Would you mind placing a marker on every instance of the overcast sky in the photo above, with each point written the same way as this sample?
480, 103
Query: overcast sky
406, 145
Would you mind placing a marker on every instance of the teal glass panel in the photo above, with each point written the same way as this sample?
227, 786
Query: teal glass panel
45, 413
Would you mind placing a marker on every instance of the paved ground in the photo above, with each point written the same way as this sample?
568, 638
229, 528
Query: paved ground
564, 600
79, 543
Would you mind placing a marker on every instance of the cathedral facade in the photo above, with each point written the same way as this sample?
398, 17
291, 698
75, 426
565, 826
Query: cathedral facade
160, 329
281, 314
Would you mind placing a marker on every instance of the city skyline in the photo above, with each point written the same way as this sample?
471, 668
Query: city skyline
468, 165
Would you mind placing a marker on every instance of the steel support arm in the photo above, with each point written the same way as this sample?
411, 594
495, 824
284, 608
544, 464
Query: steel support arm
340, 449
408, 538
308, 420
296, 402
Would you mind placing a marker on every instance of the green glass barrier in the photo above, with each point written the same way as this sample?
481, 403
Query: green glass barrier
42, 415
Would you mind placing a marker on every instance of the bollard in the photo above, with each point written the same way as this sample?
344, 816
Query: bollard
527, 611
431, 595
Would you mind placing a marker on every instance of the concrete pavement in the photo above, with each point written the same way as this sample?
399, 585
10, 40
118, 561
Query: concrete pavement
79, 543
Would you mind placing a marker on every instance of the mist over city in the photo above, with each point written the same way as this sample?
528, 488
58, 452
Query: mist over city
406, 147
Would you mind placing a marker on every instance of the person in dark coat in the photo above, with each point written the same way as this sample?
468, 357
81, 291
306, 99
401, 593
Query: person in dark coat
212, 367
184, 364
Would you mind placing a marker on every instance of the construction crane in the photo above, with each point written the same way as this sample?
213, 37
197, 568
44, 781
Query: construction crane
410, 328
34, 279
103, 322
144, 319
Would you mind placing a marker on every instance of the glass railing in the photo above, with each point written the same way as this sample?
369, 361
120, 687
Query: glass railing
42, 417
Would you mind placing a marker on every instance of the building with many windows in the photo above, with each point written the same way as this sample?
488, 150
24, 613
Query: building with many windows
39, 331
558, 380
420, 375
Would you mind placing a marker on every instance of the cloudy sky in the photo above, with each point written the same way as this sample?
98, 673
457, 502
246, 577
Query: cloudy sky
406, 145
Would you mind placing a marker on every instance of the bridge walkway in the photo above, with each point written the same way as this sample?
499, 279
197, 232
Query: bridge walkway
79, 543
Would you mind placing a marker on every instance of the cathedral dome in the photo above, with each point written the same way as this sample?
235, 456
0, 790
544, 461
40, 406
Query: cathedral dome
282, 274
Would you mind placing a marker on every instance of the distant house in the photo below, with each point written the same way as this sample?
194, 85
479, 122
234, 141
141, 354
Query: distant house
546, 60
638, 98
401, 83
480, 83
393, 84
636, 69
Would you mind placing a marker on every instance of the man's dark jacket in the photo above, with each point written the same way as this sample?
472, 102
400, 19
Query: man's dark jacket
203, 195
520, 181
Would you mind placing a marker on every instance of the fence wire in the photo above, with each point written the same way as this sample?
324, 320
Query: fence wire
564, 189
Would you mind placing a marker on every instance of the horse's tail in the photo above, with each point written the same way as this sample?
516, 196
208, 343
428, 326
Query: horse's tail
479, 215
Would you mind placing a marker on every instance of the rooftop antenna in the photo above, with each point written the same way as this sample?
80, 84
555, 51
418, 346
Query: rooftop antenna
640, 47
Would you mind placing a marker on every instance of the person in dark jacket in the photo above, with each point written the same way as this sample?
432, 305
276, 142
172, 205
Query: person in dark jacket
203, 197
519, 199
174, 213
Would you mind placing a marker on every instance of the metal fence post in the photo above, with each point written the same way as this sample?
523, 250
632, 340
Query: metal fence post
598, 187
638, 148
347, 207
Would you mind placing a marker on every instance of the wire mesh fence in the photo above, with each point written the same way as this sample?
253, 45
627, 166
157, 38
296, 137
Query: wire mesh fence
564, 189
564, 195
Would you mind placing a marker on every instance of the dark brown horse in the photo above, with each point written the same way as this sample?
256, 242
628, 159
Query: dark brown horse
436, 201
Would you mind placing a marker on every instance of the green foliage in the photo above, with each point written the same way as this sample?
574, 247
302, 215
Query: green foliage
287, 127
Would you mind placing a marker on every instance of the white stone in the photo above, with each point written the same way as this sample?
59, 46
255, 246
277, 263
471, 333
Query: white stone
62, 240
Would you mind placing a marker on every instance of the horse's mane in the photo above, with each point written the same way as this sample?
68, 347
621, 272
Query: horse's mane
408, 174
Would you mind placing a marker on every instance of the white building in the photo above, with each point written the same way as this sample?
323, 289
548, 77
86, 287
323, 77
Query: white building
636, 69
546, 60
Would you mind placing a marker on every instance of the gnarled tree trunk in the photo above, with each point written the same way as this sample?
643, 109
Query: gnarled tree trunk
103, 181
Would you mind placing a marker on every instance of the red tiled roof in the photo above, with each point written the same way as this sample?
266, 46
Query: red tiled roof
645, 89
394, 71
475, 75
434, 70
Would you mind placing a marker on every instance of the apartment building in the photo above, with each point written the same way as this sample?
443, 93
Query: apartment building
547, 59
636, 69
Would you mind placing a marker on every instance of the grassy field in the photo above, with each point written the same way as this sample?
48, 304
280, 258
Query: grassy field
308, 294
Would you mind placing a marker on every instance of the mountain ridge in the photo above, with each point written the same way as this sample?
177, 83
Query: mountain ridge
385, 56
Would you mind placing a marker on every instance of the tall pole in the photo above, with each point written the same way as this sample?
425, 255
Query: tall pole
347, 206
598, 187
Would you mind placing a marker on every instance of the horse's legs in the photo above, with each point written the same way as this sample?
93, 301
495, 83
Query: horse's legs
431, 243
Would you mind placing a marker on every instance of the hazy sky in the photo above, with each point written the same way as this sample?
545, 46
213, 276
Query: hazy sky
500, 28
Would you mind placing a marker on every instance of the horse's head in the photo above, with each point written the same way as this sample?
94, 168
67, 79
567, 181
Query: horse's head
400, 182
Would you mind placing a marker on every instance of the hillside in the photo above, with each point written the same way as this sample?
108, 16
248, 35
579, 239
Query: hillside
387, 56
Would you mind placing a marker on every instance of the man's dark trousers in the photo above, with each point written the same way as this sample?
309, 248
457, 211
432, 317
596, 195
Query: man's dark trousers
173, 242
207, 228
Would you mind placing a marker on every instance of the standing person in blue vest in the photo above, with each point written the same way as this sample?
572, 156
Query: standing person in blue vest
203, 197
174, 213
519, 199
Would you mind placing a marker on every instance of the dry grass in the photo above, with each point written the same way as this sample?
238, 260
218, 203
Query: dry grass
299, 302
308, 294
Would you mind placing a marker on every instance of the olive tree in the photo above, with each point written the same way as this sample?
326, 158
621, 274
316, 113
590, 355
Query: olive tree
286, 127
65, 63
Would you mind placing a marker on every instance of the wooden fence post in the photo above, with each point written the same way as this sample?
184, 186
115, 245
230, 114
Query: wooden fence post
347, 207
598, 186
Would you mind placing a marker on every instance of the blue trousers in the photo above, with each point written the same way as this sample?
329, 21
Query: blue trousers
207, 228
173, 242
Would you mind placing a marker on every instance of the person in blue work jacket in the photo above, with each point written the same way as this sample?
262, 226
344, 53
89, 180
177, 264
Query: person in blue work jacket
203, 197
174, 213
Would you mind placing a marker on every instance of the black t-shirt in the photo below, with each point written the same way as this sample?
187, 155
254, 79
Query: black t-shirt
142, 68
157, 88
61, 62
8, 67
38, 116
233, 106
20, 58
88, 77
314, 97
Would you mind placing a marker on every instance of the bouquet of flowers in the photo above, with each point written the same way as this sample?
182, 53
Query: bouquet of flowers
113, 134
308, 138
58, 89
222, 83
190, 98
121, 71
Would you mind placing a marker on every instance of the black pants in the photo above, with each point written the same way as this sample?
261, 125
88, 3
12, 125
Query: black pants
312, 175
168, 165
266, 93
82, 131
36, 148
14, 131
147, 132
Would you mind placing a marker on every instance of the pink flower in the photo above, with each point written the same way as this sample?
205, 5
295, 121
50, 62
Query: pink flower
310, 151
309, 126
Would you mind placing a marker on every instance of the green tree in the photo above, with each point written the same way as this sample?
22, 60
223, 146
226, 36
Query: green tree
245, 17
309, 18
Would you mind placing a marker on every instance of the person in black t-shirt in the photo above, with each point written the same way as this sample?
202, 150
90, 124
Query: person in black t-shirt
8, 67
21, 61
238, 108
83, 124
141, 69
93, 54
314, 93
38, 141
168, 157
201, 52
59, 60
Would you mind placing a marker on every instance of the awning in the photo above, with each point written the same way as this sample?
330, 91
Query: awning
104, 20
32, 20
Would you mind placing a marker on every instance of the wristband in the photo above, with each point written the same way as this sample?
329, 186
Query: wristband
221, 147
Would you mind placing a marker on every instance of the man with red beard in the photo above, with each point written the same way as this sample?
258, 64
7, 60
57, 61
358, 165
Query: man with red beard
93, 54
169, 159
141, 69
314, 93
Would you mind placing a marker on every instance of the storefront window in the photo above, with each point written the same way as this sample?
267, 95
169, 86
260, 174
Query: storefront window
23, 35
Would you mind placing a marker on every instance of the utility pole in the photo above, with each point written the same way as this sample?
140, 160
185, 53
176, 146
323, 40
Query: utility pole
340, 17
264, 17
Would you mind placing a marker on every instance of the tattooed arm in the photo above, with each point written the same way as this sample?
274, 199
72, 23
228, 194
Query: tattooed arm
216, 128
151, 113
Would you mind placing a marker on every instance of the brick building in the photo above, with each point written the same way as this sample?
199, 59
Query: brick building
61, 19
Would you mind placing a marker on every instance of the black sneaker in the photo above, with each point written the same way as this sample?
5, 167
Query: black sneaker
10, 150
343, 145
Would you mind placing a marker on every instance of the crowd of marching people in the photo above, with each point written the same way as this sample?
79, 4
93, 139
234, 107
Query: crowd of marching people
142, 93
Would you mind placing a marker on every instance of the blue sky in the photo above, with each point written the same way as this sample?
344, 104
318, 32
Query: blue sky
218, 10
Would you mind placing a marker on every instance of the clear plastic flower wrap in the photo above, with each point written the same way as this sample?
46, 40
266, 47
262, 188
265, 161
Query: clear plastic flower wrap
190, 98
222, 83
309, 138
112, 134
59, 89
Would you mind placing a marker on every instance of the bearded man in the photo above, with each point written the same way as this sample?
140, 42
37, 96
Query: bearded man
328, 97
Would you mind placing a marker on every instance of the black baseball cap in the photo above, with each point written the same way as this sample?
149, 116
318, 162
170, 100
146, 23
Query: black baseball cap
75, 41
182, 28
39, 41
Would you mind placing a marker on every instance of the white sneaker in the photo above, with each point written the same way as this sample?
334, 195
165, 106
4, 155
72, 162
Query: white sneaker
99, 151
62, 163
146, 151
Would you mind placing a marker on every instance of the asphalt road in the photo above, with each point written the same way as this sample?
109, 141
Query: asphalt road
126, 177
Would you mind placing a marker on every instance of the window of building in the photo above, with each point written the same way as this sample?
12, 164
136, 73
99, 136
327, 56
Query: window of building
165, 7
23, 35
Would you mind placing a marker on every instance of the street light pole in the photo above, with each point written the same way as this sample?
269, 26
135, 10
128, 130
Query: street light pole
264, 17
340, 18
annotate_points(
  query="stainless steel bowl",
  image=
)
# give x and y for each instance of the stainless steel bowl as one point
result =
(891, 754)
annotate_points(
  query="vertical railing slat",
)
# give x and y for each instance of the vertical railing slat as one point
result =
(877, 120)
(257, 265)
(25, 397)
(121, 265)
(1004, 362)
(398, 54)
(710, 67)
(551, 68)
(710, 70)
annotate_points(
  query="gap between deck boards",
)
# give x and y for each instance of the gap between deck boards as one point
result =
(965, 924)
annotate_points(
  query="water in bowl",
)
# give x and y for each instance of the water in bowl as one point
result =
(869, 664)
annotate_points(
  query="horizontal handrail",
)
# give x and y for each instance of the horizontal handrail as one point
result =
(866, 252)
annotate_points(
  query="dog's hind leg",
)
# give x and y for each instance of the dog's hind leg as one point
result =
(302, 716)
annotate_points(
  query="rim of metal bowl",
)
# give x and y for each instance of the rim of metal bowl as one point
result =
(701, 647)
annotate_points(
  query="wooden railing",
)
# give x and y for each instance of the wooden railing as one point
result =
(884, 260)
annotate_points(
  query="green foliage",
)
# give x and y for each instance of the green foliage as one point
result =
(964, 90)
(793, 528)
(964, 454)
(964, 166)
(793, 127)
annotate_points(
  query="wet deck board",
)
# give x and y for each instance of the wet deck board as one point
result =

....................

:: Task to carry out ::
Tally the lines above that contain the word "cloudy" and reply with that number alone.

:: Task response ::
2